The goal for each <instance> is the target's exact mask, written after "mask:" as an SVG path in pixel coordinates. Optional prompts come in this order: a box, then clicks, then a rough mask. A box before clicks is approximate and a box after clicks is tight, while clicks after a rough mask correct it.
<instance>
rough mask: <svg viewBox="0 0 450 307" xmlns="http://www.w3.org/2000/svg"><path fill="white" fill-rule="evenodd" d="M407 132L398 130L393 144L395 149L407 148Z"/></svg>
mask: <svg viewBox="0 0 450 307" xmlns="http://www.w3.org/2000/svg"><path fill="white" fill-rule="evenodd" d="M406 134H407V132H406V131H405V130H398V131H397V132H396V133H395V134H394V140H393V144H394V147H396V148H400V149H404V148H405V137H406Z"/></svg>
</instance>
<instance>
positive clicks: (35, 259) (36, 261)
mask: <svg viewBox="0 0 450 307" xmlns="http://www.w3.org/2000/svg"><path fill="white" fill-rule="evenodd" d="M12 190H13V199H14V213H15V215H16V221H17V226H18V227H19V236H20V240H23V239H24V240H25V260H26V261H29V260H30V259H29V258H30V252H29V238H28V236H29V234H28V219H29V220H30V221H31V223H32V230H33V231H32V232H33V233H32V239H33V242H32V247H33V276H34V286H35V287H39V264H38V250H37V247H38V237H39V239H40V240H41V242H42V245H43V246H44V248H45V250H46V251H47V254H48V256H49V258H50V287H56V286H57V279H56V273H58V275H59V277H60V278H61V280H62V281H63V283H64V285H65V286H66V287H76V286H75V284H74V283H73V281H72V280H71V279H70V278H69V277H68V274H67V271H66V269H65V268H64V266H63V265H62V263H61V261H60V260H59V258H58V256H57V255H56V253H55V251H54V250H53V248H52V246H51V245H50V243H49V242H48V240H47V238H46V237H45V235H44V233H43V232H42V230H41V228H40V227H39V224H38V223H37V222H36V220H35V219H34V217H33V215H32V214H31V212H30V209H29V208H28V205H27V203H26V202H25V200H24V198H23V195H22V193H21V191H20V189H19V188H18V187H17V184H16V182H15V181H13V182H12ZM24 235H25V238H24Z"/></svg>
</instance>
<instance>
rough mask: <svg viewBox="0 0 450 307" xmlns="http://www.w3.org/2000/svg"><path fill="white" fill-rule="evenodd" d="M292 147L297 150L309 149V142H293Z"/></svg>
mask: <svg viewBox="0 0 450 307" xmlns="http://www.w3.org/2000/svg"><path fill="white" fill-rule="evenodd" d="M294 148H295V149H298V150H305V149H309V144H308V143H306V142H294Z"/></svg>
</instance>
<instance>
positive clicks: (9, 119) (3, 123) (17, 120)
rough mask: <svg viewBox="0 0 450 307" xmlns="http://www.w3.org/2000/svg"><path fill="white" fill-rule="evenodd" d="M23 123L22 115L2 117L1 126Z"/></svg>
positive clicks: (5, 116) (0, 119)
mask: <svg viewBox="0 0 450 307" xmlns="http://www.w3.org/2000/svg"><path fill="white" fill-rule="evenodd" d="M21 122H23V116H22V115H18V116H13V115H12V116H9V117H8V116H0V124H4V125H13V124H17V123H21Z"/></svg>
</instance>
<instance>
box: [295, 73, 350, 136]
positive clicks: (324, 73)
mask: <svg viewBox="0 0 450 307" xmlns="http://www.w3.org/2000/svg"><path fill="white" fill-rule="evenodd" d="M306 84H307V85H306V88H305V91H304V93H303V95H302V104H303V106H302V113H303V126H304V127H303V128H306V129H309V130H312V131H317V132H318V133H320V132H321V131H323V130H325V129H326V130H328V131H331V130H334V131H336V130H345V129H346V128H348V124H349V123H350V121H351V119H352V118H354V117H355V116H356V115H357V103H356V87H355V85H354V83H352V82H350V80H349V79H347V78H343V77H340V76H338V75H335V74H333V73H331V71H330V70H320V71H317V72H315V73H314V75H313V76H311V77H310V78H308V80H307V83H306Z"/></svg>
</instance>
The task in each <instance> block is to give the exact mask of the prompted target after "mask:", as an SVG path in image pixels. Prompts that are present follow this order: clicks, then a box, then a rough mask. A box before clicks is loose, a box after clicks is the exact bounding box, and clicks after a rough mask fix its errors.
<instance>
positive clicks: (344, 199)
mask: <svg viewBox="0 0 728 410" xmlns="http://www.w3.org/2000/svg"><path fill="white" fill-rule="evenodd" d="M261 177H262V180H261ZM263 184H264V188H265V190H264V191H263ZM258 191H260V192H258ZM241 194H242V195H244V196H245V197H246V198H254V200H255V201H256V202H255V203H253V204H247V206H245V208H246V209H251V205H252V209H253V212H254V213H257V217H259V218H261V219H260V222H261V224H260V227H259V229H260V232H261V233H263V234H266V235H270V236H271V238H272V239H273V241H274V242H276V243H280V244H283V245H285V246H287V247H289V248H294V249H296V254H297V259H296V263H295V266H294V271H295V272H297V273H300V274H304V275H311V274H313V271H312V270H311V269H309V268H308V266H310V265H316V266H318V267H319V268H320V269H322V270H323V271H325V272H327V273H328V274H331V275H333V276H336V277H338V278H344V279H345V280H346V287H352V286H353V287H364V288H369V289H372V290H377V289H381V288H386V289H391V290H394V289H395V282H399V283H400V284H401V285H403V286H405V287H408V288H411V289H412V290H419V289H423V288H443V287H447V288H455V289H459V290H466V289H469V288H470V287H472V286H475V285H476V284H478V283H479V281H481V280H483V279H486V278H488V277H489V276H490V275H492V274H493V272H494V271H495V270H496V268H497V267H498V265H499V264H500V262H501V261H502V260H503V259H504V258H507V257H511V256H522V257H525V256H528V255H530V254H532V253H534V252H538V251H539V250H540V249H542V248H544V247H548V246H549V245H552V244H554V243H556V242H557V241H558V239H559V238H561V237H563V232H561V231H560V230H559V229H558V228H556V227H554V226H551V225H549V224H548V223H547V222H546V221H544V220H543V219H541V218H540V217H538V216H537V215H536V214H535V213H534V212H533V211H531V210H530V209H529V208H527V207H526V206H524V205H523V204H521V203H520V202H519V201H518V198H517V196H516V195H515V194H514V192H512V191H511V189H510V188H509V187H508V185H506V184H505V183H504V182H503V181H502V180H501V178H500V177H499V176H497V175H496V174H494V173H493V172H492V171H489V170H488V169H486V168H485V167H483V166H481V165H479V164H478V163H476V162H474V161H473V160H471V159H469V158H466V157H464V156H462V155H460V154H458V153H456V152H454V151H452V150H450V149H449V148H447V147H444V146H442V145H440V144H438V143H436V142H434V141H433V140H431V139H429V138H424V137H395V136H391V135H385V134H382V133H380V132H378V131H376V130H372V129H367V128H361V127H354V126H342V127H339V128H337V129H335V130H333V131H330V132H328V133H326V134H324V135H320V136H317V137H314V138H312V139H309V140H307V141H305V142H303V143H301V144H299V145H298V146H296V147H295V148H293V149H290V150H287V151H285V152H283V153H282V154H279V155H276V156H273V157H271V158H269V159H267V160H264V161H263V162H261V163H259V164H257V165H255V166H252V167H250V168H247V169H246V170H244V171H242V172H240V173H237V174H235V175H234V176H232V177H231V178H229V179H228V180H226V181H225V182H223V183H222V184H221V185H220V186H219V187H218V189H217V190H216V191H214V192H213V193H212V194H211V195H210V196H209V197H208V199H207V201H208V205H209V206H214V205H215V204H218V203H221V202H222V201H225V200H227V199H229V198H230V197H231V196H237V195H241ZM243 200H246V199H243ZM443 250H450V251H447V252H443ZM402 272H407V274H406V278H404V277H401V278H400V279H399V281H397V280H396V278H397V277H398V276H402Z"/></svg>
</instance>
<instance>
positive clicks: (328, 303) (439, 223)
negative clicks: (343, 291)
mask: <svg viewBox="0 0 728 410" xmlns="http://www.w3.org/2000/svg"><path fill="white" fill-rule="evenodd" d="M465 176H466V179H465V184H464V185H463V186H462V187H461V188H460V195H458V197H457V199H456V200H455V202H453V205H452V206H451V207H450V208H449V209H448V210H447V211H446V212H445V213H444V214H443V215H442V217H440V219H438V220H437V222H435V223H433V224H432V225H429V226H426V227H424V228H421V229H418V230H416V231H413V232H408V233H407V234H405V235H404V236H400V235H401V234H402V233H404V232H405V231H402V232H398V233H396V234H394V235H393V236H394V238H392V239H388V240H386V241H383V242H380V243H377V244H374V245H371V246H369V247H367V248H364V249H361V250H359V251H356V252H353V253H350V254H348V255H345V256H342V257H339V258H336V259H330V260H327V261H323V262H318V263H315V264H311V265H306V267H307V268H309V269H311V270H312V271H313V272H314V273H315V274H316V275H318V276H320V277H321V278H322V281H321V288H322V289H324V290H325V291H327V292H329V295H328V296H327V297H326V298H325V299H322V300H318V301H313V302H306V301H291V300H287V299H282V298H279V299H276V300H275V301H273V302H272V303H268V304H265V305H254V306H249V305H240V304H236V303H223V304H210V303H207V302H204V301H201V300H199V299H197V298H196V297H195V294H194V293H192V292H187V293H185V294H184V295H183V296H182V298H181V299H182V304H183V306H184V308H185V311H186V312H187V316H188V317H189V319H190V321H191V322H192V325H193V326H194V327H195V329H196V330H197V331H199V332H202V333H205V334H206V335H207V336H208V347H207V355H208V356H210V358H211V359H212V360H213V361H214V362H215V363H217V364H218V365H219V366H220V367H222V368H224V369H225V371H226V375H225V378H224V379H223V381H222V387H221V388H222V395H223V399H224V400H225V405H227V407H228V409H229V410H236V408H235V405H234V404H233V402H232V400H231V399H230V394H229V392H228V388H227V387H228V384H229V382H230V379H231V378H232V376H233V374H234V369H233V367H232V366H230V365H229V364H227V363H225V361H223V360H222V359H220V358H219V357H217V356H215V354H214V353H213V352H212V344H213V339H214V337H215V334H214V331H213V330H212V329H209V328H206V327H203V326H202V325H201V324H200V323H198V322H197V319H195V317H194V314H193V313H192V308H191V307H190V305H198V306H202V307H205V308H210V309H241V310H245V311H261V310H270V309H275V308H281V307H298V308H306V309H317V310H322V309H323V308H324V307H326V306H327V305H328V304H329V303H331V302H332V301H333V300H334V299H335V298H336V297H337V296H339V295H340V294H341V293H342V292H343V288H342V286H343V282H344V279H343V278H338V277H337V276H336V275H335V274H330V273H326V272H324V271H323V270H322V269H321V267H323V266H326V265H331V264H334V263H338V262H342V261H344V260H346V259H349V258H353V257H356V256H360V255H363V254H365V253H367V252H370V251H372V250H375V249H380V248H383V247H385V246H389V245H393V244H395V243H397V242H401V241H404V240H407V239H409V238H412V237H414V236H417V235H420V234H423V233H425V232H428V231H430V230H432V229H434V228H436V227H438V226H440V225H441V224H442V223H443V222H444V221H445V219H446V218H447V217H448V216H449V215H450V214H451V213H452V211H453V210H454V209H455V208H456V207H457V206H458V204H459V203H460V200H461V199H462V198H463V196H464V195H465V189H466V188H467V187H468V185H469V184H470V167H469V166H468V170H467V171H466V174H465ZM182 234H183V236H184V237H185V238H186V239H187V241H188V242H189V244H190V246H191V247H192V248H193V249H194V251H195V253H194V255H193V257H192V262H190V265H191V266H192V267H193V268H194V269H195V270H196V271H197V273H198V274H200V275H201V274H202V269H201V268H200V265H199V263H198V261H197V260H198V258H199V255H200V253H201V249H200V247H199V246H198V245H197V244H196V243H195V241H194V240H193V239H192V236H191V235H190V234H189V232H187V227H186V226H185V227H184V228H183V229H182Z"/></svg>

*What to work on*: Rewrite the material as a numbered list, starting at its first line and ending at the line that contains "132L398 130L393 144L395", and leave out any blank lines.

*Task output*:
1. The goal for each <instance> is the target's exact mask, written after "mask:" as an SVG path in pixel coordinates. Optional prompts come in this order: a box, then clicks, then a rough mask. A box before clicks is approximate and a box after clicks is tight, while clicks after a rough mask correct it.
2. <instance>
3. rough mask: <svg viewBox="0 0 450 307" xmlns="http://www.w3.org/2000/svg"><path fill="white" fill-rule="evenodd" d="M407 132L398 130L393 144L395 149L407 148Z"/></svg>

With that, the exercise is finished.